* **WHAT THE TASK REQUIRES**: Without the pictures, reproduce the entries below exactly.

* **Stored records**:
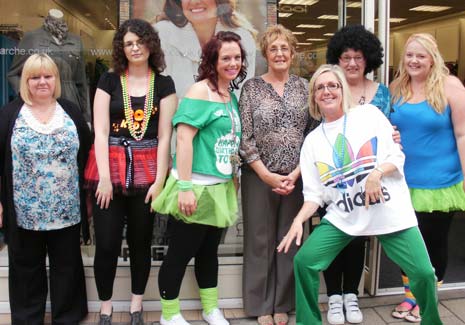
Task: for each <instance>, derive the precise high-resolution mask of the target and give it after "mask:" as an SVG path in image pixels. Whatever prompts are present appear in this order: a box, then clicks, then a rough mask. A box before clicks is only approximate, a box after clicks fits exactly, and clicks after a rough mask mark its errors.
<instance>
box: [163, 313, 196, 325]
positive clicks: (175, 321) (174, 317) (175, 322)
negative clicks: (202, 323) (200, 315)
mask: <svg viewBox="0 0 465 325" xmlns="http://www.w3.org/2000/svg"><path fill="white" fill-rule="evenodd" d="M160 324H161V325H191V324H190V323H188V322H186V320H185V319H184V317H182V315H181V314H176V315H174V316H173V317H171V319H170V320H166V319H165V318H164V317H163V315H161V318H160Z"/></svg>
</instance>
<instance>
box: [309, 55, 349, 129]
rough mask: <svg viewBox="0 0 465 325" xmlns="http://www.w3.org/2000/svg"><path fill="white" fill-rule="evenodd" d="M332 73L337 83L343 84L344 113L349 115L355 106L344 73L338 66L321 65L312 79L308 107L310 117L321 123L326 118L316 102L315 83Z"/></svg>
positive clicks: (342, 110) (345, 77) (342, 93)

* **SOLVED PROBLEM**:
Task: for each <instance>, derive the precise high-resolution mask of the target and give it after "mask:" as an SVG path in image pixels. Whatever prompts are present appear in this order: a box, then clicks, then a rough mask. A box before clicks is only approximate, a box after clicks fits exactly, and clicks after a rough mask mark its errors.
<instance>
box: [163, 313, 196, 325]
positive clicks: (175, 321) (174, 317) (175, 322)
negative clicks: (202, 323) (200, 315)
mask: <svg viewBox="0 0 465 325" xmlns="http://www.w3.org/2000/svg"><path fill="white" fill-rule="evenodd" d="M160 324H161V325H191V324H190V323H188V322H186V320H185V319H184V317H182V315H181V314H176V315H174V316H173V317H171V319H170V320H166V319H165V318H164V317H163V315H161V318H160Z"/></svg>
</instance>
<instance>
box: [309, 55, 349, 129]
rough mask: <svg viewBox="0 0 465 325" xmlns="http://www.w3.org/2000/svg"><path fill="white" fill-rule="evenodd" d="M332 73L337 83L343 84L344 113L349 115L355 106L344 73L338 66L321 65L312 79L308 107L310 117L321 123L326 118L316 102L315 83Z"/></svg>
positive clicks: (342, 110) (345, 77) (342, 93)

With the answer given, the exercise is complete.